** RECORDS SUPPLIED **
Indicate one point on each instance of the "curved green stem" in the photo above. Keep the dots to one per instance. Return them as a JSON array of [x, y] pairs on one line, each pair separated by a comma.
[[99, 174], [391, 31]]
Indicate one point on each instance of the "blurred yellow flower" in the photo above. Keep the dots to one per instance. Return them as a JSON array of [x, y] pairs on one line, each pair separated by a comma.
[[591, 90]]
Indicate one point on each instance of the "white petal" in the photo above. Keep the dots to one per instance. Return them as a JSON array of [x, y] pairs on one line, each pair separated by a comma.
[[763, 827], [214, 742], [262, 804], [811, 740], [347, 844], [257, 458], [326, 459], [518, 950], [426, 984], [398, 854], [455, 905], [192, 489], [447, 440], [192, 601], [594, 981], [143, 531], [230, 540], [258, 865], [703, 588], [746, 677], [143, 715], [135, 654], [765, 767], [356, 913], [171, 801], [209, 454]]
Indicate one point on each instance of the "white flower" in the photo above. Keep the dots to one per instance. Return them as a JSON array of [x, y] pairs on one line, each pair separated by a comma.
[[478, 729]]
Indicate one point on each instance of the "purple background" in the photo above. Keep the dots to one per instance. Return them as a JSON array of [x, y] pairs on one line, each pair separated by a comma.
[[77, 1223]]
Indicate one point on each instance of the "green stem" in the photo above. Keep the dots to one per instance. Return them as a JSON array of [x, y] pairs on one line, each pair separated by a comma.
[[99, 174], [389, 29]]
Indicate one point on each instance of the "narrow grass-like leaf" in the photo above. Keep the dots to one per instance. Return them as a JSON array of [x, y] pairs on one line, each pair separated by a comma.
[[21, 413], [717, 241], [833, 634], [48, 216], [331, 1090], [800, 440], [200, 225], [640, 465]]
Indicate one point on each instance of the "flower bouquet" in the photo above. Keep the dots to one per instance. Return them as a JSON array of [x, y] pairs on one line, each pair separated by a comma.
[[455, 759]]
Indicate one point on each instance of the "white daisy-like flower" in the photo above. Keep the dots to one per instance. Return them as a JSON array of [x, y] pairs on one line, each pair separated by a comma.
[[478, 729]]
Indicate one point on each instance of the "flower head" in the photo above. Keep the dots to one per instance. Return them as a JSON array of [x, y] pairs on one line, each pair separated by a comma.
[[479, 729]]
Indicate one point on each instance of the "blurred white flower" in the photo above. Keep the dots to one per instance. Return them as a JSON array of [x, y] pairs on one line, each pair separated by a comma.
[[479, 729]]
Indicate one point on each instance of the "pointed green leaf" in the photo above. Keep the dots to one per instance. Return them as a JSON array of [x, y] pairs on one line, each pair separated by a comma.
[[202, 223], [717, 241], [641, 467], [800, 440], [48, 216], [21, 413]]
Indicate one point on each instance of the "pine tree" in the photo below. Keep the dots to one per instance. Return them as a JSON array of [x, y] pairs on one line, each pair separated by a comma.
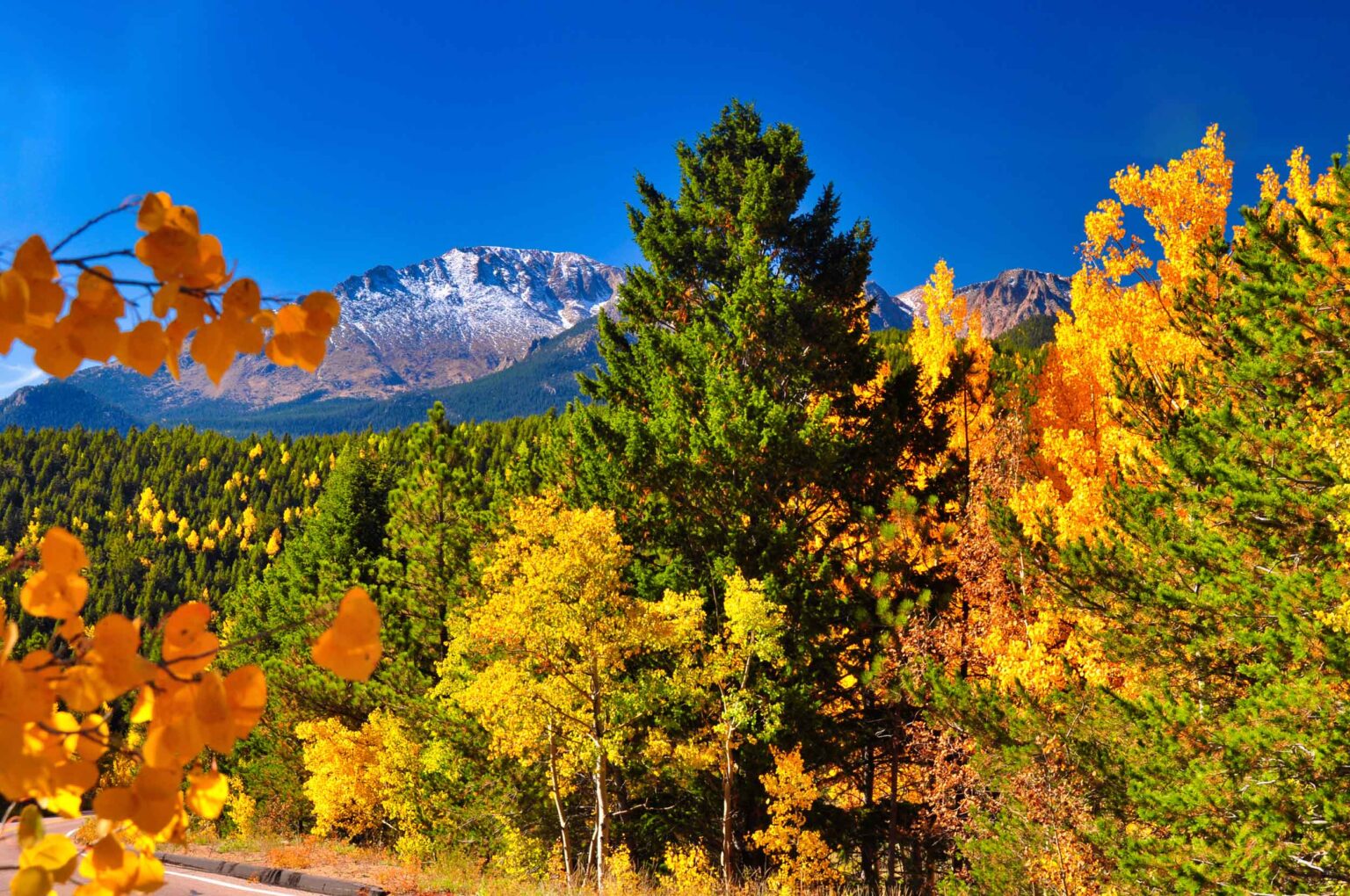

** TASK BRIEF **
Output the records exactly. Drop the images.

** ANSWER FOR THIS EXERCISE **
Indicate one point on each instance of the "curved green stem" in the photo above. Keep the dots to one per instance. Return them as a JSON array of [x, y] pairs on one line, each pair separated by a comma.
[[99, 174], [391, 31]]
Indicate one point on each instance of the "blurred yellow flower" in the photo above. Keep the dots to one per instance. Return them as a JSON array of [x, y] pairs on one line, each pair separated by a comma.
[[591, 90]]
Indicate one point on each instance of the "white petal" in the photo above. Keep the dots to one per instance. Return them as a JSON array of [x, y] pairs on one line, each pair separated by a comma.
[[763, 827], [214, 742], [262, 804], [811, 740], [347, 844], [257, 458], [326, 459], [518, 950], [426, 984], [398, 854], [455, 905], [192, 489], [447, 440], [192, 601], [594, 981], [143, 531], [230, 540], [258, 865], [703, 588], [746, 677], [143, 715], [135, 654], [765, 767], [356, 913], [171, 801], [209, 454]]
Indicate one point on each instance of the "white flower" in the photo above. Keep the dots to one per instance. Return them as a JSON array of [x, y] pairs on one line, each pair separated by a comma.
[[478, 729]]
Indicate one point on each instance of the "purple background" in the photo above. Keep the dots to one per instance. Return them as a JSON array of [x, y] pairs on one line, each pair separated by a comma.
[[77, 1223]]
Indicate one point on each instance of the "green stem" in the photo above. Keep the dots to one per instance. Return them as a JSON array of [x, y] pairs on one line, each pair separated by a comma.
[[99, 174], [389, 29]]
Indicate one point on each instance of the "narrow grass-like leaf" in the photo above. Keep the dots to one per instance. Return them as a JSON array of [x, y] pairs on one line, each pair separated by a comma.
[[21, 413], [717, 241], [833, 634], [48, 216], [331, 1090], [800, 440], [200, 225], [640, 465]]
Indicate one point on each instance of the "flower bouquet" in the photo above. Keep the dots to one per instance. Return them as a JSON array of [x, y] pairs on one line, each pair separated by a comma.
[[455, 759]]
Indicate one point on each instance of the "white daisy-like flower" in the photo above. Keep the dots to one per instance. Return them as a JSON array of [x, y] pairs on one line, each pair separated by a comma.
[[478, 729]]
Indicate one point on each instance of the "flower head" in the photo above. Keep the dots to one per instance. Return them as a JSON array of [x, y] pairs on one line, each pair separated by a comma.
[[479, 729]]
Indicate one point on each instance of the "blurred white flower" in the photo above. Keep the dots to one per instance. Return them as a JSON array of [x, y] pairs on one line, each pair separated by a comma.
[[479, 729]]
Indicate one point on each instance of the "pointed green leaf" in the photo above. Keep the dots to one per instance. Return them as a JSON array of [x, y] pairs on one line, each pair separated by a comma.
[[202, 223], [717, 241], [641, 467], [800, 440], [48, 216], [21, 413]]
Indicate one point on each instance of the "pine tree" in the photo below. Keep the dots to one per instance. Return them as a JSON array of [x, y] pairs on one line, each pair separated by a comma.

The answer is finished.